● **Document passage**:
▼▼▼

Lindsey Jacobellis is a good person who turns into a tiger shark when the gate drops. She's won a lot of races since handing the gold medal to Swiss rider Tanja Frieden in Bardonecchia four years ago -- including a dominant victory in the test event on this course a year ago. She was more relaxed at that time, and we went out for coffee, and she let her guard down. She spoke with deep affection for her mother, whose birthday, incidentally, is today. Lindsey is an unabashed dog person, active in supporting the ASPCA. She smiled brightest talking about Gidget, her "scrappy" Yorkshire terrier.
She's 24 now, but in a way she's still just a sweet kid. Even when she removes the spinal protector and shoulder pads rocked by all boardercrossers, there's still something guarded about her. That's been the case since Torino, where she seemed stunned by the blowback following her method gaffe, er, grab.
The community of shredders closed ranks around her. Todd Richards, a pioneering U.S. 'boarder and ex-Olympian covering the sport for NBC then and now, did his best to explain to a mainstream audience that such flourishes were ingrained in the carefree ethos of the sport, gently reminding viewers that what Jacobellis did fell short of crime against humanity, despite the hit taken by Team USA's gold medal count, and pressure from some of his network colleagues to "rip her."
Jacobellis didn't cop to the mistake right away, which didn't help. She talked about how she grabbed to stabilize herself in the air, but no one was really buying it. But the reaction was harsh -- particularly so, considering that Jacobellis was 20 at the time -- and her spontaneous decision to pull down a few style points that afternoon in Bardonecchia has followed her as resolutely as Inspector Javert followed Jean Valjean in Les Miserable.
Like Seth Wescott, who won gold in this event Monday, Jacobellis appears to be peaking at the optimal time, having won at the Winter X Games two weeks ago. It remains to be seen whether she can defeat both a strong field, highlighted by Canadian riders Maelle Ricker (who also left the course in tears after a fall in training on Sunday), and erstwhile firefighter Dominique Maltais -- and this tortured course. If you watched the men's race yesterday, you saw gremlins randomly reaching up and snatching guys out of the competition. Riders who strayed from the center of the run ended up in ruts that swallowed them whole, ending their Olympics.
Whoever wins today is going to have to be very good, and very lucky.
Not long before Jacobellis biffed last Sunday, the irrepressible Australian rider Steph Hickey came off the course grinning from ear to ear. She'd just overshot the final kicker, flown 100 feet and nearly ended up in the parking lot. But she hung on to the landing, and now could not stop laughing. "Holy s---!" she shouted. "That was SO MUCH FUN!'
Regardless of where Jacobellis finishes today, I just hope she has some fun out there. It would be nice to see her smile.

▲▲▲

● **Set of tasks**:
1) Please reproduce the part of the Jacobellis column that opens with the words containing "She's 24 now, but" and closes with "gaffe, er, grab.".
2) Answer these questions from the Jacobellis column:
(a) What breed is Gidget?
(b) Which event did Jacobellis win two weeks before this race?
(c) How far did Steph Hickey fly after overshooting the final kicker?

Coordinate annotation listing

▼▼▼

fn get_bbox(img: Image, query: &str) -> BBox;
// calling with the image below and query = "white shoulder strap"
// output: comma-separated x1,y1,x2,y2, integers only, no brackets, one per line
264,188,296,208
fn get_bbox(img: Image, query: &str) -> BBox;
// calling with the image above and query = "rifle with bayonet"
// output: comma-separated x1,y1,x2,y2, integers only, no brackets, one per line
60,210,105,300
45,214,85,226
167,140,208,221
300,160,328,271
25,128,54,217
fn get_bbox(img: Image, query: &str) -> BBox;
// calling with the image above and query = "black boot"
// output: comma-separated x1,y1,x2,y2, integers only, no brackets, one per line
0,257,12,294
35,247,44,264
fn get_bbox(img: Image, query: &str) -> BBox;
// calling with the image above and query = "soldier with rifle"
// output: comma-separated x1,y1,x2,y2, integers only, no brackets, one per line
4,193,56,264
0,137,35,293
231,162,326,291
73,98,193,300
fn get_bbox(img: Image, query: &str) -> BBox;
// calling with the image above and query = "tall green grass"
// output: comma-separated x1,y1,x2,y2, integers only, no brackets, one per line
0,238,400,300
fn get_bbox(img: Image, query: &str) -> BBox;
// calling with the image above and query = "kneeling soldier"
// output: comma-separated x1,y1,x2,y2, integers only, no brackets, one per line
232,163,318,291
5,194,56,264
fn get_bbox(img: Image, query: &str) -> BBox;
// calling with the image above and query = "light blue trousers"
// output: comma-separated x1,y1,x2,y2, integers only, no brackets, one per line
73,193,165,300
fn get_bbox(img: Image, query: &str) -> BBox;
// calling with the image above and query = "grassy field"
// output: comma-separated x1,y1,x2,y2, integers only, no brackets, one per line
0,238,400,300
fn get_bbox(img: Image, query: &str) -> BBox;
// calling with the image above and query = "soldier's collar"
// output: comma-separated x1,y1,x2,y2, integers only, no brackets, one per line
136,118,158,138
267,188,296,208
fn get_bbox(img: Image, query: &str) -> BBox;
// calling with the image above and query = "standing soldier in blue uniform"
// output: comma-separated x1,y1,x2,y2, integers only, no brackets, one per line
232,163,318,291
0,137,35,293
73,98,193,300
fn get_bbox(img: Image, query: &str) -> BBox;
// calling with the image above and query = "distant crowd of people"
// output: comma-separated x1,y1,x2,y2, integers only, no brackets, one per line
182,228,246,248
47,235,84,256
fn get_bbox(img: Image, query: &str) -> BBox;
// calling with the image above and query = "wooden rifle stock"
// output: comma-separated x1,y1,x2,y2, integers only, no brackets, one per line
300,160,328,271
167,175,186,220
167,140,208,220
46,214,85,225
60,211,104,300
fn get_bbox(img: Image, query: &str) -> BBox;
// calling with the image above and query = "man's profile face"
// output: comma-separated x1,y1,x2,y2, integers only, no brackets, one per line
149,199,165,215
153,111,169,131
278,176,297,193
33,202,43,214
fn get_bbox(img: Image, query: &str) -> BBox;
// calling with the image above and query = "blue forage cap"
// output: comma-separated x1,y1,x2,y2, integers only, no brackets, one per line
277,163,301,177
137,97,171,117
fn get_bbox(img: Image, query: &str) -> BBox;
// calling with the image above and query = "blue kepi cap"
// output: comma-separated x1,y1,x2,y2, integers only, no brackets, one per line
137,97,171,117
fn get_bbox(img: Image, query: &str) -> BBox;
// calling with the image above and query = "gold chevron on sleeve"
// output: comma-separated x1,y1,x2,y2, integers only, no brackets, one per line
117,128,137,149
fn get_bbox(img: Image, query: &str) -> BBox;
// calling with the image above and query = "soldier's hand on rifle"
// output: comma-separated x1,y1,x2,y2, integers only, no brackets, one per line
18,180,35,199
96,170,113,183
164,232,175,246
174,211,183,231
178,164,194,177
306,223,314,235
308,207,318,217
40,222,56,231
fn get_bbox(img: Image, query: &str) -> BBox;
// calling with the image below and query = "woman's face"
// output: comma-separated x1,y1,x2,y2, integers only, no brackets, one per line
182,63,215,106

▲▲▲

● **Responses per task**:
1)
She's 24 now, but in a way she's still just a sweet kid. Even when she removes the spinal protector and shoulder pads rocked by all boardercrossers, there's still something guarded about her. That's been the case since Torino, where she seemed stunned by the blowback following her method gaffe, er, grab.

2)
(a) Yorkshire terrier
(b) The Winter X Games
(c) 100 feet